That’s because rather than just trying to bring the hotel back to the glory of its heyday, Goodman, through its construction company Integrated Properties Services Construction, is simultaneously ratcheting up the building’s energy efficiency potential with the goal of making it a LEED-certified property.
“Doing both of these things at the same time is one of the reasons why this is such a remarkable project,” continues Sand. “The last time I looked there were only six LEED-certified hotels in the country, and ours was the only one that was also a historic renovation.”
But the rarity of the project, thinks Tom Drake, should not be viewed as a deterrent. “There have been other projects in our state that have also tackled the issues of historic preservation and energy efficiency all at the same time,” he says.
Drake, a public relations specialist with the New Mexico Historic Preservation District, points in particular to the New Deal-era New Mexico Public Welfare Building in Santa Fe, which is now being used as part of the New Mexico attorney generals’ office complex.
“It was proposed that the building should be knocked down, but we were able to help save it,” recalls Drake. “And after that happened, it was both rehabilitated and subsequently certified gold by LEED.”
But what may make the La Posada project more daunting is its scale: ten floors with more than one hundred rooms.
“And we are doing it all very carefully,” continues Sand, noting that a search of old blueprints and photographs of the structure have helped to reveal what was real to the hotel at the time of its 1939 opening and what was added later.
“Architecturally, the lobby will look about the same, in terms of the arches, mezzanine and woodwork,” he explains. “But the large lobby bar and large reception desk that was about 25 feet long have been removed because they were not original to the hotel.”
What was original to the property, which has been renamed the Hotel Andaluz, was a kind of sleek elegance rising out of what was at the time regarded as a mostly desert cowboy town.
Conrad Hilton, a native of San Antonio, New Mexico, had tried for years to get the hotel built in downtown Albuquerque, but not until he left New Mexico and made his fortune building hotels elsewhere was Hilton able to return and see the building to completion.
Over the course of the next three decades, the hotel became the only place in the city to stay for prominent visitors, including Lucille Ball, Henry Fonda and Gregory Peck. The celebrity allure of the place was only heightened by the ongoing presence of Zsa Zsa Gabor, who was married to Hilton for five years in the mid-1940s; when she stayed in Albuquerque she reigned from the building’s top-floor suite.
His marriage to Gabor ended in divorce, and Hilton sold the Albuquerque property in 1970, nine years before his death. The hotel then went through a series of owners before being officially christened the La Posada De Albuquerque in 1983.
Now Goodman Realty is planning to sink at least $30 million into the combined renovation/ energy efficiency upgrade of the hotel. “There will be what are called ‘occupancy sensors’ that will lower the lights if a person leaves a room,” says Sand. “And of course, water conservation, which is especially important in a building of this size, will be emphasized.”
Although no firm date has been set, plans are currently in place for the Hotel Andaluz to reopen later this year, hopefully ushering in a new era of glamour in Albuquerque, but this time perhaps without the presence of Zsa Zsa, who today lives quietly in California.

GIVEN ENTRIES →
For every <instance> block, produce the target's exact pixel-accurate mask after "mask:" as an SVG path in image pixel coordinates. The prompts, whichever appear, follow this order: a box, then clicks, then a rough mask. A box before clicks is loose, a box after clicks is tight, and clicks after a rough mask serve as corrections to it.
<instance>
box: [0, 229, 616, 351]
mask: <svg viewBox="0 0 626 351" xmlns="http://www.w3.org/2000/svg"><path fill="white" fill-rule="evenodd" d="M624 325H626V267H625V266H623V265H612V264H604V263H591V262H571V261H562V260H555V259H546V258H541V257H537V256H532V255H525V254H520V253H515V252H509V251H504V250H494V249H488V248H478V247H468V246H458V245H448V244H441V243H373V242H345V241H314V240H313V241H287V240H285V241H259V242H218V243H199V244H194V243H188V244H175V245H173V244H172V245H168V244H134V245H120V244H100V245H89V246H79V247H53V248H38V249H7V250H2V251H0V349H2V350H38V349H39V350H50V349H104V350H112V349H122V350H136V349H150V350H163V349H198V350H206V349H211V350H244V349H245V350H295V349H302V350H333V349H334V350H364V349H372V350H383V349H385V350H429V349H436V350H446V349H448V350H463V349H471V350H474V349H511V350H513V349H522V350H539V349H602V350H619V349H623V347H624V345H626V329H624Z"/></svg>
* * *
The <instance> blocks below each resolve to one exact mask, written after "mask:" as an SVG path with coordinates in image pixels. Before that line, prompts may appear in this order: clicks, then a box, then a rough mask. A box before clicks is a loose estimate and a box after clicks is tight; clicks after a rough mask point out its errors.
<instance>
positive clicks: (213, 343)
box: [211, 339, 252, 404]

EXPLORE THE MATERIAL →
(a) How much does Goodman Realty plan to spend on the combined renovation and energy efficiency upgrade, according to the hotel passage?
(b) Copy the hotel passage word for word from "But the rarity" to "generals’ office complex.".
The records stand apart from the hotel passage and are separate material.

ANSWERS FOR THE EXERCISE →
(a) At least $30 million.

(b)
But the rarity of the project, thinks Tom Drake, should not be viewed as a deterrent. “There have been other projects in our state that have also tackled the issues of historic preservation and energy efficiency all at the same time,” he says.
Drake, a public relations specialist with the New Mexico Historic Preservation District, points in particular to the New Deal-era New Mexico Public Welfare Building in Santa Fe, which is now being used as part of the New Mexico attorney generals’ office complex.